** YOUR TASK **
Extract the lines of the material below, beginning with the first and ending with the line that holds "Put one point on each instance of the man riding". Skip every picture.

** INPUT MATERIAL **
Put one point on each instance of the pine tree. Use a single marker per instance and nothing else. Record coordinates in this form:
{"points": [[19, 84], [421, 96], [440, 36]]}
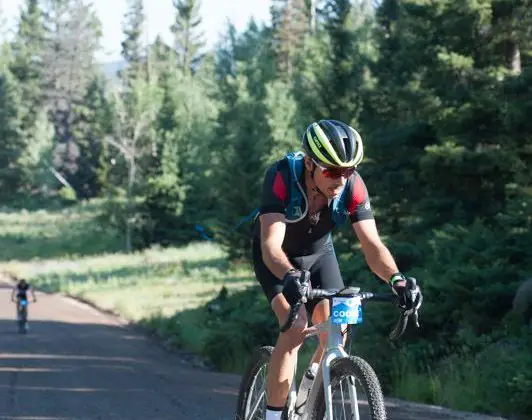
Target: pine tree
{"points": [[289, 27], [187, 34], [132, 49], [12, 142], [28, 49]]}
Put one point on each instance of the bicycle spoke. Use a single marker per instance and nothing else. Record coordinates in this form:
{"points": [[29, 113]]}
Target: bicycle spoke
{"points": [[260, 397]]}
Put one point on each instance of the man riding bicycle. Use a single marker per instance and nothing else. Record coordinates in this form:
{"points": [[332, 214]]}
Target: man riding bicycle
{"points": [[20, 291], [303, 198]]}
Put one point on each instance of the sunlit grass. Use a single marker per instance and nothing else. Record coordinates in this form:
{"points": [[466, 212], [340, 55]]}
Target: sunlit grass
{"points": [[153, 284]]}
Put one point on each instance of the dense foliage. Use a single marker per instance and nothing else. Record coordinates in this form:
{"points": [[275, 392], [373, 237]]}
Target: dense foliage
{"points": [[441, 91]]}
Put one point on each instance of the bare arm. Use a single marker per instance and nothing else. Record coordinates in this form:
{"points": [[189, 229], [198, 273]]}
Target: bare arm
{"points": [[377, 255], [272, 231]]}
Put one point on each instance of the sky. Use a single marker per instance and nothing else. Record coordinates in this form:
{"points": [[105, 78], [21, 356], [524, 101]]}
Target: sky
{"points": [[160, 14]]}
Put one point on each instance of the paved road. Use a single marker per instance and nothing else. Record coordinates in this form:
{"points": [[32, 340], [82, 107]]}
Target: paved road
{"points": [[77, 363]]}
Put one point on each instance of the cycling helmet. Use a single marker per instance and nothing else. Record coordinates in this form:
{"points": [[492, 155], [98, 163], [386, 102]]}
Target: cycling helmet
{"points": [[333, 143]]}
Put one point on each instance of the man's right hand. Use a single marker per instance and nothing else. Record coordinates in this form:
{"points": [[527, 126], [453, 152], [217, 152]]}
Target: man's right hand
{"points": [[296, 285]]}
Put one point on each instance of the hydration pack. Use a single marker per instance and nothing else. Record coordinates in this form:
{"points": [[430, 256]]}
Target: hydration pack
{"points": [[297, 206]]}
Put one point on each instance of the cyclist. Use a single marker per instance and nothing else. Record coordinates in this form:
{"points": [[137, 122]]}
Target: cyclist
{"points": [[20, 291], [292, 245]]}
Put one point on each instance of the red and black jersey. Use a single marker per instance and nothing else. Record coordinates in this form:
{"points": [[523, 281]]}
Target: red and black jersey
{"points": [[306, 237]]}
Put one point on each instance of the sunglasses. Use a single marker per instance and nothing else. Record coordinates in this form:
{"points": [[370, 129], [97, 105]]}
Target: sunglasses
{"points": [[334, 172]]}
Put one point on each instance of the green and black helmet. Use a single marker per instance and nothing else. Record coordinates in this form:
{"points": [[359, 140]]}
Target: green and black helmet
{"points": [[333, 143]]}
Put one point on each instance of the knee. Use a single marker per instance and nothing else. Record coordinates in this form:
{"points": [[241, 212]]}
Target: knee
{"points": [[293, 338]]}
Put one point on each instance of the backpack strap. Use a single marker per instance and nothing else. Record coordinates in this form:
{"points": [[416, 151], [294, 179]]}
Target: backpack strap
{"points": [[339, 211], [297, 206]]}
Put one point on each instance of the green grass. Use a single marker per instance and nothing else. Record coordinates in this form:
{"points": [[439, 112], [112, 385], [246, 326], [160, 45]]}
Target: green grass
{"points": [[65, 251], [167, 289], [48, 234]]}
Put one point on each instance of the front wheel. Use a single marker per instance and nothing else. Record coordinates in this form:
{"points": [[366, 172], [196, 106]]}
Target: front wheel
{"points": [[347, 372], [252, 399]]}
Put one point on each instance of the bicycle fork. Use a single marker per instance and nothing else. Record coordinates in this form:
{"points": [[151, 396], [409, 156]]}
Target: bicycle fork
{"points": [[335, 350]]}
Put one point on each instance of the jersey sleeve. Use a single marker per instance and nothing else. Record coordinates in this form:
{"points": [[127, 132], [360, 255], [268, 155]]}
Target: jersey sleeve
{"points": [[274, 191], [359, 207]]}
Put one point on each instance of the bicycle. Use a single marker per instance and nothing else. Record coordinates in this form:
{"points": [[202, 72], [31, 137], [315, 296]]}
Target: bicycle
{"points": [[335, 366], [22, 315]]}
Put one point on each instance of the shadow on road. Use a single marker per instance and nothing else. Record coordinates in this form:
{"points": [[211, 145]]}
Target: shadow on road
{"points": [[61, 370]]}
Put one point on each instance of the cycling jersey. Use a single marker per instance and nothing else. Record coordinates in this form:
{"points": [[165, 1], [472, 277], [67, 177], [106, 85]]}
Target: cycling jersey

** WRITTEN ANSWER **
Put one point on each instance of the pine tree. Use a single marker per instance and nothing else. Record coordinates in this form:
{"points": [[19, 84], [421, 96], [440, 36]]}
Target: pine tree
{"points": [[289, 27], [187, 34], [132, 49], [12, 142], [28, 49]]}
Put one point on each instance of the bicycle spoke. Use a single marker per instance and nothing else. Record coordinates in this form:
{"points": [[29, 113]]}
Target: bicycle spoke
{"points": [[260, 397]]}
Put one point on each instance of the man riding bicycle. Use a single marker per instance and nothing else. Record coordinates in this form:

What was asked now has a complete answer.